## TASK GOAL
All lines from the opening of the entries below through the line containing "For every instance of the smiling" must be output exactly as they appear, with no other lines.

## DATA PROVIDED

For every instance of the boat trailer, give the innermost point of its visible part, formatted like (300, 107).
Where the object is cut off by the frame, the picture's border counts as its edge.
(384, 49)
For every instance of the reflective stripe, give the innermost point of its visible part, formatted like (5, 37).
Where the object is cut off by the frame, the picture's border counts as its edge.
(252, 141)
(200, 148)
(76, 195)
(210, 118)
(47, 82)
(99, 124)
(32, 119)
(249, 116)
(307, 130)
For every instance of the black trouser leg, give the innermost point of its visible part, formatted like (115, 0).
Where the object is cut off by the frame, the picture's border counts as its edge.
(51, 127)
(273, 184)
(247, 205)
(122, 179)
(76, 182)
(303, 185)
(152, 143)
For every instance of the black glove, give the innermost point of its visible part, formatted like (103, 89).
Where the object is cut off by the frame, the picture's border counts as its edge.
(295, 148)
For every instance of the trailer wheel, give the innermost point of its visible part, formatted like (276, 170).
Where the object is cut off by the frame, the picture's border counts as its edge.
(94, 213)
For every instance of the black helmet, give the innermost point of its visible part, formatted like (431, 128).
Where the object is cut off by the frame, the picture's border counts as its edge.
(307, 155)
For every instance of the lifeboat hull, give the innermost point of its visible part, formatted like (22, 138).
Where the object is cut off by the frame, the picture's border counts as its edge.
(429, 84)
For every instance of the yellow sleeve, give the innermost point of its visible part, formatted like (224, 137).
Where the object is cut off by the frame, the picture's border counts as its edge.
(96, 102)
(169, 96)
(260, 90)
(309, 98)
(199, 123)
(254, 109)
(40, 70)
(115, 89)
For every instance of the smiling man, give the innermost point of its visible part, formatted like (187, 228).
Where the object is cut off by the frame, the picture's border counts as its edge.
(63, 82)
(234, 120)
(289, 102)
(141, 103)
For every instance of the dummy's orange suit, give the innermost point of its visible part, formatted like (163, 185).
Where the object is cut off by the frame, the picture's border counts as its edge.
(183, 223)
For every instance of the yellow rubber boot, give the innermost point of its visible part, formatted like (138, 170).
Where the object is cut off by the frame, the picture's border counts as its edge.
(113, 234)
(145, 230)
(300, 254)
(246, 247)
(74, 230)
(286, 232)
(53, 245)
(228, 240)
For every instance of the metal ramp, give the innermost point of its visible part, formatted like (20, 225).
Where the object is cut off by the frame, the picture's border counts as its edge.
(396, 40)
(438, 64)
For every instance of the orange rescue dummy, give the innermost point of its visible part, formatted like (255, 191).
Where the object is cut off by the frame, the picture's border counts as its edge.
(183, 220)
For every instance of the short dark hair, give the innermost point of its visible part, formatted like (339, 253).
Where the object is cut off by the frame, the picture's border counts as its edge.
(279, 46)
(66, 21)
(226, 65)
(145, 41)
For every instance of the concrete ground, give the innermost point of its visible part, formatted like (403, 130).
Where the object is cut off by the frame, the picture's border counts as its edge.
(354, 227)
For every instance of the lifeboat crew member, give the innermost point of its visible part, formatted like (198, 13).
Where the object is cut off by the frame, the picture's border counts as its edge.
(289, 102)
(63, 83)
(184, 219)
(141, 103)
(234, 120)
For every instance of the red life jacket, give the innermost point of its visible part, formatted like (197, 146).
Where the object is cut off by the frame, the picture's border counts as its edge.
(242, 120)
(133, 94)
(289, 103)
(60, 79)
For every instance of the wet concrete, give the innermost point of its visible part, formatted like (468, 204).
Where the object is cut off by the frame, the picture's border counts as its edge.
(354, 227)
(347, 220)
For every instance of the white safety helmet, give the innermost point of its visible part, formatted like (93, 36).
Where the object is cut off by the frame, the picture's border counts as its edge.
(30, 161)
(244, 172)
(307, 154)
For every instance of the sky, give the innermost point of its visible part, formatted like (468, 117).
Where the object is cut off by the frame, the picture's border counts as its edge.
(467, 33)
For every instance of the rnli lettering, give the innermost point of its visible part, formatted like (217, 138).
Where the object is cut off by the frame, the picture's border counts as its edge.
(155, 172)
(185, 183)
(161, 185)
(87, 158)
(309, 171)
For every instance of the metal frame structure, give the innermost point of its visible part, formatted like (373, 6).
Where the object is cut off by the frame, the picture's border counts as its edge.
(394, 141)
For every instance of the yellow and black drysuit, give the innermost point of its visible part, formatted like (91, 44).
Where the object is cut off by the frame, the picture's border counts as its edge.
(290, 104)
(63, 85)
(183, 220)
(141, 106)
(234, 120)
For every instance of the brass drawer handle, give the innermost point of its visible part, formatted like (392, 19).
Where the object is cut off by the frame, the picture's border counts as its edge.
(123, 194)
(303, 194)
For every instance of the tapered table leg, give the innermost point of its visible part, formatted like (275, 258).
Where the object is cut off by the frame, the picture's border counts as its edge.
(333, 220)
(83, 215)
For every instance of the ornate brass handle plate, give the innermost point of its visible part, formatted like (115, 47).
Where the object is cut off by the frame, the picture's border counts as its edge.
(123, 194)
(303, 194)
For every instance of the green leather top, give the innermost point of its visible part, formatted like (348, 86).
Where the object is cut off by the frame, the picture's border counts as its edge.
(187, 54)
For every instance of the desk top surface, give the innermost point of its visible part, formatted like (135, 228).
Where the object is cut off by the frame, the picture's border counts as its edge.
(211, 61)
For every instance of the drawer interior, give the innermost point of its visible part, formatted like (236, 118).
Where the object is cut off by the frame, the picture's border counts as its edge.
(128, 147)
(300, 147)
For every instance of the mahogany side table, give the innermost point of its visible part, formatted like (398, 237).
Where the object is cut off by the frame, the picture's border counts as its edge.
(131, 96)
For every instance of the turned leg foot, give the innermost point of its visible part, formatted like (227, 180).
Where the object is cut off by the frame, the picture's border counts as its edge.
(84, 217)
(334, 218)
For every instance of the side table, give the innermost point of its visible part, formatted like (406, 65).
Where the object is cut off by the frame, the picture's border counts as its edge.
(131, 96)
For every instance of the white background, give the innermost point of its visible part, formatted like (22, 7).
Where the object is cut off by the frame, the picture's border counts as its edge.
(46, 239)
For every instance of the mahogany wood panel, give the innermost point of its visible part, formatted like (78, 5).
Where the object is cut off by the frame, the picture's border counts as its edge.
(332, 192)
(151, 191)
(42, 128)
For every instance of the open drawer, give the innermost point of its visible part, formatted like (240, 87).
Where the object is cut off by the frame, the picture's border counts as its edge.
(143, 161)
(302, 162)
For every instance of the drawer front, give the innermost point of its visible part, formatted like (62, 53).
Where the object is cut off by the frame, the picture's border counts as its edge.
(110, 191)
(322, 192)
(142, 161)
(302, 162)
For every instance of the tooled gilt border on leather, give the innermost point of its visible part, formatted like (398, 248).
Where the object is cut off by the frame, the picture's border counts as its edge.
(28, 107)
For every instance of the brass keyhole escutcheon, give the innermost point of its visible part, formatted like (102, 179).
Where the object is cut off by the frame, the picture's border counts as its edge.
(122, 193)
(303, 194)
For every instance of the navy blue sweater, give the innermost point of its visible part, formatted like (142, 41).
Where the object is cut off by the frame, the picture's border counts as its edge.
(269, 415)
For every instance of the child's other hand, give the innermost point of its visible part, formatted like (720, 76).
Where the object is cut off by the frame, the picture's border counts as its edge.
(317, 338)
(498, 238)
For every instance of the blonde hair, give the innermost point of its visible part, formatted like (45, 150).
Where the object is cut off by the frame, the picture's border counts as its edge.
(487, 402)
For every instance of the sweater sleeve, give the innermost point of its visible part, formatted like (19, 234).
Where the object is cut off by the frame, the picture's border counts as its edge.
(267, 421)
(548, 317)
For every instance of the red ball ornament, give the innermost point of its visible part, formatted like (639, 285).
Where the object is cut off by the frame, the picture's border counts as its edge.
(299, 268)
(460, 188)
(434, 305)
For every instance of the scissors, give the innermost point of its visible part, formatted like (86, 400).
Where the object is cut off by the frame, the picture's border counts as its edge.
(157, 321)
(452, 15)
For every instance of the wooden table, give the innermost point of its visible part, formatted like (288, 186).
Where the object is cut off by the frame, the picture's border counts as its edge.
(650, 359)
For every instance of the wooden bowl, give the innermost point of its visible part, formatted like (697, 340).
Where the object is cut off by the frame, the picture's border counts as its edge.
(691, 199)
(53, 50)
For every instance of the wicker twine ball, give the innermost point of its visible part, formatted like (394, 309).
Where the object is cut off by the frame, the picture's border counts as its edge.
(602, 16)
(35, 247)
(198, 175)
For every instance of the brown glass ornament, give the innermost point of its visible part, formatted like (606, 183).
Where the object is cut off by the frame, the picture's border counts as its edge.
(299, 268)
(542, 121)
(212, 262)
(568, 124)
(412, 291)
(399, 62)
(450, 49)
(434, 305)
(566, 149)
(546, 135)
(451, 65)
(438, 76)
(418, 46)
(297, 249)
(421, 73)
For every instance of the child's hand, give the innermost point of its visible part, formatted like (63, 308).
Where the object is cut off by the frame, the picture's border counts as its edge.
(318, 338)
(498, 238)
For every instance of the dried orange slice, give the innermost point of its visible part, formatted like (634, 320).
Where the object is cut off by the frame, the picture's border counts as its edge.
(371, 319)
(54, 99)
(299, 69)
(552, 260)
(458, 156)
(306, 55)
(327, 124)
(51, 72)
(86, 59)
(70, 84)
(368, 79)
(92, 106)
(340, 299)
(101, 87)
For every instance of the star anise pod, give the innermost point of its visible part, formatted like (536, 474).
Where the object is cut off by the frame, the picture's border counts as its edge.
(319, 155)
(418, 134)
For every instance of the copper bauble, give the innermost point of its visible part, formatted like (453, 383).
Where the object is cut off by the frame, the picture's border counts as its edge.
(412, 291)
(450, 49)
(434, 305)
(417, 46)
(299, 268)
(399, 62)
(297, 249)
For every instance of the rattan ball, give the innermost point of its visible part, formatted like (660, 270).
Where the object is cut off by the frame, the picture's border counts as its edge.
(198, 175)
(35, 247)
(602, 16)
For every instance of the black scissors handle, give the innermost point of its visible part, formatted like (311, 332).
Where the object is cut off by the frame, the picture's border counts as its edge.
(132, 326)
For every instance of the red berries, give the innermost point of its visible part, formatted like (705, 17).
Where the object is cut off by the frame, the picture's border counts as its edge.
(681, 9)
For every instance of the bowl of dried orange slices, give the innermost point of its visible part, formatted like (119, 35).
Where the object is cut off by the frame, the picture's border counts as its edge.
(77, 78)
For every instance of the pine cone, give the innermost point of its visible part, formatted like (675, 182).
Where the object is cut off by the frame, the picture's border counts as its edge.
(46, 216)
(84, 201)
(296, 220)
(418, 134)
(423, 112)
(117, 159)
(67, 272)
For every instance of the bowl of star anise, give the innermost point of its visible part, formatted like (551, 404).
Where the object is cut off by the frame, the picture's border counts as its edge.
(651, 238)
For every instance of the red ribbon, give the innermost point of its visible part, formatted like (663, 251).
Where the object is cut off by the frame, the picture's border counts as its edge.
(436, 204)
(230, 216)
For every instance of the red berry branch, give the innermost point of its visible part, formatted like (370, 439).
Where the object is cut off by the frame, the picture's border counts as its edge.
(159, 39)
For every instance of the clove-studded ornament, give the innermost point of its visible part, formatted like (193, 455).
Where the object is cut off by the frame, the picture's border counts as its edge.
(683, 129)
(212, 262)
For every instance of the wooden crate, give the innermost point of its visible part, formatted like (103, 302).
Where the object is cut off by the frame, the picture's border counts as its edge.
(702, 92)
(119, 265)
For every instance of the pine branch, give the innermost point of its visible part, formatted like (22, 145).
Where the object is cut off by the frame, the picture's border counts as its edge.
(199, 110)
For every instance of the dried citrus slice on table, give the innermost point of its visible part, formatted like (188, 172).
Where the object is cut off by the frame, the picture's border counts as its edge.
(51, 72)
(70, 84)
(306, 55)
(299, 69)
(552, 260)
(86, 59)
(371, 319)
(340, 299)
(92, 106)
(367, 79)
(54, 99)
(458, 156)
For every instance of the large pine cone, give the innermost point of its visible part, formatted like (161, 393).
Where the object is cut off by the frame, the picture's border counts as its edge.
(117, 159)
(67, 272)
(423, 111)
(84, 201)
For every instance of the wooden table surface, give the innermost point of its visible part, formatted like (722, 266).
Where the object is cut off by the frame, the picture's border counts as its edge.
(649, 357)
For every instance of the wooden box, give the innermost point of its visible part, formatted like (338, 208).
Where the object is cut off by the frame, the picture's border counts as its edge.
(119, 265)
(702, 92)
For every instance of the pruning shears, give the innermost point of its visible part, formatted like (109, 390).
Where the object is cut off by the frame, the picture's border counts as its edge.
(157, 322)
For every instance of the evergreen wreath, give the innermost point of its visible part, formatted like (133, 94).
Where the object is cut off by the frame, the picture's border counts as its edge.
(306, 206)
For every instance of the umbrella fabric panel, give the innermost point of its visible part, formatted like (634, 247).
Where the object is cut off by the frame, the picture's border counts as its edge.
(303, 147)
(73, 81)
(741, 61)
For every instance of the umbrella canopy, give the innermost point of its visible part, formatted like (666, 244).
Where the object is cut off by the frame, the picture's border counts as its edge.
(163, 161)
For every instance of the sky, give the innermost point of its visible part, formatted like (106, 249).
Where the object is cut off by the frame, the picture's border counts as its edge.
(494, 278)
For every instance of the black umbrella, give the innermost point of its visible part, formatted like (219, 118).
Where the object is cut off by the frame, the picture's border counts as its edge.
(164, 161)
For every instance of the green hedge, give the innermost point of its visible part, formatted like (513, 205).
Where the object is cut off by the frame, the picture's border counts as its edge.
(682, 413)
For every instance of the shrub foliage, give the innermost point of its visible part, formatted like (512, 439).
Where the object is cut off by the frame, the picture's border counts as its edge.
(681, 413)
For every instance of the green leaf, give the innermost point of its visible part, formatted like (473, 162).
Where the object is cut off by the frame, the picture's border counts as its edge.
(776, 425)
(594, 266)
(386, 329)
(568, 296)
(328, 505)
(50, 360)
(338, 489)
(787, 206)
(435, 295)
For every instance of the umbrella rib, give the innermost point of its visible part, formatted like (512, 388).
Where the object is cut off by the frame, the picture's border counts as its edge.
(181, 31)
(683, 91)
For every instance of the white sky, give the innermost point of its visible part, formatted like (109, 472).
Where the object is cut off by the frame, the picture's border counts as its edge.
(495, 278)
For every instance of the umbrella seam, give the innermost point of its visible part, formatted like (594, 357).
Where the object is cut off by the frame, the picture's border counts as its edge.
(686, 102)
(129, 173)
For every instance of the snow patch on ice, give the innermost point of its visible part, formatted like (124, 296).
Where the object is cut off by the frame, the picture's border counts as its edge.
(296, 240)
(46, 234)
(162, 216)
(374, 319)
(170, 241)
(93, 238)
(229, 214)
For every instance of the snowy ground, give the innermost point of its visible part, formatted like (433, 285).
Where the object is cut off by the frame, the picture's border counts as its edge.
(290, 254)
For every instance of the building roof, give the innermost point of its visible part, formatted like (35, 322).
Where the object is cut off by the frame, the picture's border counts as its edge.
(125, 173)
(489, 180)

## EXERCISE OUTPUT
For every instance of the boat trailer, give the innermost point of its visible part, formatted like (300, 107).
Where the object is cut off by the frame, the picture's border counts as its edge.
(384, 49)
For every instance of the reflective stripe, give the innermost point of its visible part, formatted like (5, 37).
Where the object is cut off by the frame, the picture's border counts as its edge.
(252, 141)
(200, 148)
(76, 195)
(210, 118)
(47, 82)
(99, 124)
(32, 119)
(249, 116)
(307, 130)
For every instance of the black trouser leg, give the innermost point of its visible part, formatted like (115, 0).
Where the object is cut off by the frame, the picture's border counts as its edge.
(51, 127)
(273, 184)
(247, 205)
(122, 179)
(76, 182)
(303, 185)
(152, 143)
For every instance of the black glove, give the innermost point of its visible part, formatted like (103, 89).
Where the object is cut off by the frame, the picture's border counts as its edge.
(295, 148)
For every instance of the trailer wheel, give the innermost point of its visible part, formatted like (276, 170).
Where the object is cut off by the frame, the picture's border counts as its edge.
(94, 213)
For every instance of the black helmet, give the innermost point of its visible part, formatted like (431, 128).
Where the object is cut off by the frame, the picture's border counts as its edge.
(307, 155)
For every instance of the lifeboat hull, give the innermost point of its visible part, formatted like (22, 138).
Where the object is cut off by the frame, the picture's border counts as its edge.
(429, 84)
For every instance of the yellow sleeve, give the innermost point of its visible part, formatted like (224, 137).
Where the object is cut off by the frame, the picture's border counts as its edge.
(96, 102)
(169, 96)
(260, 90)
(309, 98)
(199, 123)
(254, 109)
(40, 70)
(115, 89)
For every instance of the smiling man, give the innermost point of its visible part, formatted like (187, 228).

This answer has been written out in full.